## Task objective
Write out every row below word for word and number for number, changing nothing.

## Material supplied
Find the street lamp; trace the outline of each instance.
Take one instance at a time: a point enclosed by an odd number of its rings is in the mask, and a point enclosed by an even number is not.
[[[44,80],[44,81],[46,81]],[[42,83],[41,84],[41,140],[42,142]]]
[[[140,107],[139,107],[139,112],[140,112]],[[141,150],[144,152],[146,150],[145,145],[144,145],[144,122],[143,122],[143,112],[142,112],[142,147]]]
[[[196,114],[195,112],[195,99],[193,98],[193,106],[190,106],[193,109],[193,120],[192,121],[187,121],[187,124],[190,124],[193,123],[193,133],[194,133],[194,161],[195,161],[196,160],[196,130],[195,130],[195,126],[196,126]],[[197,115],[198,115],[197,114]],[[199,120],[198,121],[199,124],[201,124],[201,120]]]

## Written solution
Find the street lamp; trace the outline of each instance.
Take one instance at a time: a point enclosed by an odd number of its rings is in the mask, and a point enclosed by an even number is not.
[[[44,80],[44,81],[46,81]],[[42,83],[41,84],[41,140],[42,142]]]
[[[140,107],[139,107],[139,112],[140,112]],[[141,150],[144,152],[146,150],[145,145],[144,145],[144,122],[143,122],[143,112],[142,112],[142,147]]]
[[[196,114],[195,112],[195,99],[193,98],[193,106],[190,106],[193,109],[193,120],[192,121],[187,121],[187,124],[190,124],[193,123],[193,133],[194,133],[194,161],[195,161],[196,160],[196,130],[195,130],[195,126],[196,126]],[[197,115],[198,115],[197,114]],[[199,120],[198,121],[199,124],[201,124],[201,120]]]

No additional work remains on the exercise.